3. The merchandise hoisting system of claim 1, further comprising: a plurality of cable drums attached to the line shaft, and a plurality of cables, each of the plurality of cables having a first end and a second end, wherein the first end of each one of the plurality of cables is attached to a different one of the plurality of cable drums and the second end of each of the plurality of cables is attached to the main batten.

4. The merchandise hoisting system of claim 3, further comprising a secondary batten attached to and suspended below the main batten, and wherein the merchandise comprises garments.

5. The merchandise hoisting system of claim 4, wherein the secondary batten is suspended below the main batten by a distance of approximately two inches.

6. The merchandise hoisting system of claim 4, wherein the secondary batten is suspended below the main batten a sufficient distance such that clothing may be hung on the main batten without the clothing contacting the secondary batten.

7. The merchandise hoisting system of claim 4, wherein the secondary batten comprises a metal pipe having a diameter of approximately one inch.

8. The merchandise hoisting system of claim 7, wherein the motor and cable drums are attached to structural support members adjacent the ceiling.

9. The merchandise hoisting system of claim 7, wherein the entire system is suspended above the floor.

10. The merchandise hoisting system of claim 9, further comprising a controller operable by user to cause the motor to raise or lower the batten.

11. The merchandise hoisting system of claim 4, further comprising at least one sensor operatively configured to detect a condition of the batten, and an alarm to indicate a condition of the batten.

12. The merchandise hoisting system of claim 11, wherein the at least one sensor comprises a motion sensor and a slack line sensor, and where the alarm further comprises an audible alarm and a visible alarm attached to the batten.

13. A garment hoisting system for use in a building having a floor and a ceiling in order to raise garments above the floor, the system comprising: a means for supporting a plurality of garments, each of the garments being attached to a garment hanger; and a means for raising the supporting means for storage adjacent the ceiling and for lowering the supporting means to a working position adjacent the floor.

14. The garment hoisting system of claim 13, wherein the raising means comprises a motor, a line shaft coupled to the motor and configured for rotation under control of the motor, and a cable from the line shaft to the supporting means.

15. The garment hoisting system of claim 14, wherein the supporting means comprises a main batten operatively secured to the line shaft such that when the motor causes the line shaft to rotate in a first direction the main batten is raised and when the motor causes the shaft to rotate in a second direction the main batten is lowered.

16. The garment hoisting system of claim 13, wherein the raising means comprises a motor and a plurality of cables operatively connected to the motor and the supporting means.

17. A method for hoisting garments above a floor for storage, comprising: attaching the garments to a batten; and operating a motor coupled to the batten to cause the garments to be raised above the floor.

18. The method of claim 17, wherein the batten comprises a substantially horizontal pipe or rod configured to support a plurality of garments attached to garment hangers.

__SHORT TASK A__:
According to the patent claims, what is the approximate diameter of the metal pipe that makes up the secondary batten?
The patent claims and the rows have no connection to each other.

__RECORD LIST__:
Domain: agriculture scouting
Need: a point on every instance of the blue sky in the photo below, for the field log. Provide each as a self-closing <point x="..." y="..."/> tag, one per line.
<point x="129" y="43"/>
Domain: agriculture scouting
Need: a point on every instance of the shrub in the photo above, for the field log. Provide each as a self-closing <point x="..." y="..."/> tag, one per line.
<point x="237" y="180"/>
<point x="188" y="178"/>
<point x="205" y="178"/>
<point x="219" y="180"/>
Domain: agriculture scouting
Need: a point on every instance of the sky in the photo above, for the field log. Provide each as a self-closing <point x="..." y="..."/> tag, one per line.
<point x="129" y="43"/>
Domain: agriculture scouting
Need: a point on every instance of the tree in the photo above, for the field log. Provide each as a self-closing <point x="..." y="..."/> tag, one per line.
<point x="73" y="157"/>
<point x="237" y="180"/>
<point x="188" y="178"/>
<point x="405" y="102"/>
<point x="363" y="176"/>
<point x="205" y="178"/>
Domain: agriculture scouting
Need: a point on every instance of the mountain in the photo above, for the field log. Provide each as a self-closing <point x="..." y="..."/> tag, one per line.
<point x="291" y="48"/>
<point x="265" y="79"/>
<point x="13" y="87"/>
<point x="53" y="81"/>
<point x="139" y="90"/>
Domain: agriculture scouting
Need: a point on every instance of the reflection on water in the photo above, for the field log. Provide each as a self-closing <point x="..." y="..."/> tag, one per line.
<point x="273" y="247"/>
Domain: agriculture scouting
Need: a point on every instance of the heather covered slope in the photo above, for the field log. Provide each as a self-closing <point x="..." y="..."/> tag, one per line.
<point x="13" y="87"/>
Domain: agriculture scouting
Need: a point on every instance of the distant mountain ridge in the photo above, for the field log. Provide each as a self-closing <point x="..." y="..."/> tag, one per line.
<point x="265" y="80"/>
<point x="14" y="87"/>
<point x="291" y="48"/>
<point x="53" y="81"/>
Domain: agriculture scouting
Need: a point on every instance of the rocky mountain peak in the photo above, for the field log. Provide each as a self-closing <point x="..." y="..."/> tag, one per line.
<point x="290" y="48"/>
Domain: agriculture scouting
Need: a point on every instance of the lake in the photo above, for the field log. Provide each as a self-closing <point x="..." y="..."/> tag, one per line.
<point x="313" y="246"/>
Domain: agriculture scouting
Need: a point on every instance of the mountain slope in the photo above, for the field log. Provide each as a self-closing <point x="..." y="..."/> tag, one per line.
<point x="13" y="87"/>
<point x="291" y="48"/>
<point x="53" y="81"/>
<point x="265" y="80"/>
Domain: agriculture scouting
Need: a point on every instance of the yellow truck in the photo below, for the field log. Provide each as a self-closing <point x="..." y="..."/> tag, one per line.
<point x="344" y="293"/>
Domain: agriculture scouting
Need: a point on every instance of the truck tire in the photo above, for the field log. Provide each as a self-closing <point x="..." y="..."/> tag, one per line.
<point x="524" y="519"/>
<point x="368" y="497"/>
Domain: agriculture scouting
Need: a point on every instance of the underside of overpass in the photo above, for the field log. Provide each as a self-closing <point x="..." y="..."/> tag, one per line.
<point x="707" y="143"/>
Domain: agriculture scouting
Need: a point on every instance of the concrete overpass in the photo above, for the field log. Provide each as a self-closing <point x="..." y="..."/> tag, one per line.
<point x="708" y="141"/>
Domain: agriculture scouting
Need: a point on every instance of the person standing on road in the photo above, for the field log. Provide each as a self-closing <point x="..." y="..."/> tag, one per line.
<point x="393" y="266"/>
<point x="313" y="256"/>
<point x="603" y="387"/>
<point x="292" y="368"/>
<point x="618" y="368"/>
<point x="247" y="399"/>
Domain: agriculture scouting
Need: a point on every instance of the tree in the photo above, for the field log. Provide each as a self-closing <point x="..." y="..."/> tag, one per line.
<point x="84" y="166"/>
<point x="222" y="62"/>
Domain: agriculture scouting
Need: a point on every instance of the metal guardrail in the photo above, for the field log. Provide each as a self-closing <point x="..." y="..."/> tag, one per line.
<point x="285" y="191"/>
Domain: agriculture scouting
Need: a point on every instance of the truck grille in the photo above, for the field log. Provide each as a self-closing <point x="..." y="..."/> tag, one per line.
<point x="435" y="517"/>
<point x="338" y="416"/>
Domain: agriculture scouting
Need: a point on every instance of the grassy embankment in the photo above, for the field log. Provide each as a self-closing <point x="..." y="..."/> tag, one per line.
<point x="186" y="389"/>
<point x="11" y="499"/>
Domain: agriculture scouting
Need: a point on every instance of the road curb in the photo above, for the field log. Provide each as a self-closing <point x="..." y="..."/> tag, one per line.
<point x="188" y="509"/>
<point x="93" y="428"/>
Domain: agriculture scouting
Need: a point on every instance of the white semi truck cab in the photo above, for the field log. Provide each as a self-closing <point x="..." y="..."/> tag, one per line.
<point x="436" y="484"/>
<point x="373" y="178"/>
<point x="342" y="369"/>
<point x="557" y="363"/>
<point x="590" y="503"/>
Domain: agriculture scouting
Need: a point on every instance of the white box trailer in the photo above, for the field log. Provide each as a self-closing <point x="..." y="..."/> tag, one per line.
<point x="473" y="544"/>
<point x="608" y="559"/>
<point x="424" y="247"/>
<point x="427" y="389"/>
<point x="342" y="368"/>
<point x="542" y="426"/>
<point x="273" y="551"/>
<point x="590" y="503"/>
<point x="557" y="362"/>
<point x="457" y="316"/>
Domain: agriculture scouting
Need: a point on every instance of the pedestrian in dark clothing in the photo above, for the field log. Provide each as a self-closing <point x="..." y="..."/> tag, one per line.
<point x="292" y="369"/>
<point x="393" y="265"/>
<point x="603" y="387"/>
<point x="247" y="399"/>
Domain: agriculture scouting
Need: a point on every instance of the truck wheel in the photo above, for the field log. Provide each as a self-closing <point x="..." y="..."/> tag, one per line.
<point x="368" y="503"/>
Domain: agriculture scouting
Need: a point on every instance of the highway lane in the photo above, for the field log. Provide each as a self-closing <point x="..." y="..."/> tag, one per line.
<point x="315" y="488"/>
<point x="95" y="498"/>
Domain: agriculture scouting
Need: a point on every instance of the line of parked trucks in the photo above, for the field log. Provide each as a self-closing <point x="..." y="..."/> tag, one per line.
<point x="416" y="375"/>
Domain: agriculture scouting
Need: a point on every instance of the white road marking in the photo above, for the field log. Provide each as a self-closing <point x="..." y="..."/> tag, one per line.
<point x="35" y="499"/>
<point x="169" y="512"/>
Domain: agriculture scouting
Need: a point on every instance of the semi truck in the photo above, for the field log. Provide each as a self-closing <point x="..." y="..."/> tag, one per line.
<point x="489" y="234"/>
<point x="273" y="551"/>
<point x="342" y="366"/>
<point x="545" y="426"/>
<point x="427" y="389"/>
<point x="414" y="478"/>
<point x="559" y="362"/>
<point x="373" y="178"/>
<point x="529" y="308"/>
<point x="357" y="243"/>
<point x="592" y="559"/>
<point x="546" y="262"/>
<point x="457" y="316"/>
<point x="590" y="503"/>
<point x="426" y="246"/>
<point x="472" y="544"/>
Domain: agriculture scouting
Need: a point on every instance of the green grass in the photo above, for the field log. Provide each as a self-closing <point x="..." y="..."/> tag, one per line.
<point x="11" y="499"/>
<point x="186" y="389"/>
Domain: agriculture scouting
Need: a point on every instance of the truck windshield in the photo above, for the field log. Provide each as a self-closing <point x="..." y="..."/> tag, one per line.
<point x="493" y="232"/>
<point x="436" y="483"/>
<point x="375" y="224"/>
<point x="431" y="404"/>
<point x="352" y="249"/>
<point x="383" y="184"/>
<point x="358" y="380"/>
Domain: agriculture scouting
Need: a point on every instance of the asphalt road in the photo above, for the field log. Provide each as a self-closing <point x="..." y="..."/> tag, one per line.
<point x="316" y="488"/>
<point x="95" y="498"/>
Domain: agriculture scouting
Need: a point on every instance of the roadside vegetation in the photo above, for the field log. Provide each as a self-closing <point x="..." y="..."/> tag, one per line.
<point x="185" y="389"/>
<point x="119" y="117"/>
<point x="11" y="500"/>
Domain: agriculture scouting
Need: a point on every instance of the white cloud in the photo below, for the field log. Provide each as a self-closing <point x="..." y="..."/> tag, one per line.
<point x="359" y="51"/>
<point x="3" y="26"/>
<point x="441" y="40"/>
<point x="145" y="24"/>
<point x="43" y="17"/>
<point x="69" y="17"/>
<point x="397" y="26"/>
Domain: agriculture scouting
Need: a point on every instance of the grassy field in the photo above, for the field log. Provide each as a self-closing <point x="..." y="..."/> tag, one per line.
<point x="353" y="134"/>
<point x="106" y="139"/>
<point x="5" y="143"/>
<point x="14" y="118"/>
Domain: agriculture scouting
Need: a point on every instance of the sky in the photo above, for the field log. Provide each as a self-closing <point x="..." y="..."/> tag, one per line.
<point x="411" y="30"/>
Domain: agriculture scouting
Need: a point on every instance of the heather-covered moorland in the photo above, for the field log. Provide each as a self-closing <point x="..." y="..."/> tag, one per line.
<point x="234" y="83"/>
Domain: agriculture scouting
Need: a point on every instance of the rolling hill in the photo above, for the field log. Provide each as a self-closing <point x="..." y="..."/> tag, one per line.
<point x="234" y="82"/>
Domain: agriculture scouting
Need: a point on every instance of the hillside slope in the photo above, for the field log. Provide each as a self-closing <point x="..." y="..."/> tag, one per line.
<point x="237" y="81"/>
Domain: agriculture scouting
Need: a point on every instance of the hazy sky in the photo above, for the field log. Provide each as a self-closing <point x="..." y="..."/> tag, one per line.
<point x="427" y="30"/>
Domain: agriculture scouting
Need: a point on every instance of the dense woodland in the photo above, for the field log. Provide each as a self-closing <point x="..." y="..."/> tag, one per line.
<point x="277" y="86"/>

__SHORT TASK B__:
Please pull out every line of the rows that contains the string "below". Case counts.

__FINAL RESULT A__:
Approximately one inch.

__FINAL RESULT B__:
Need: a point on every instance of the blue sky in the photo below, for the field log. Provide each as a self-closing <point x="..." y="..."/> tag, one per line.
Need: a point on every instance of the yellow truck in the photo below, for the field log. Provide each as a self-closing <point x="..." y="..."/> tag, one per line.
Need: a point on every instance of the white cloud in the photo below, for the field log. Provide each as a self-closing <point x="..." y="..."/> tag, one per line.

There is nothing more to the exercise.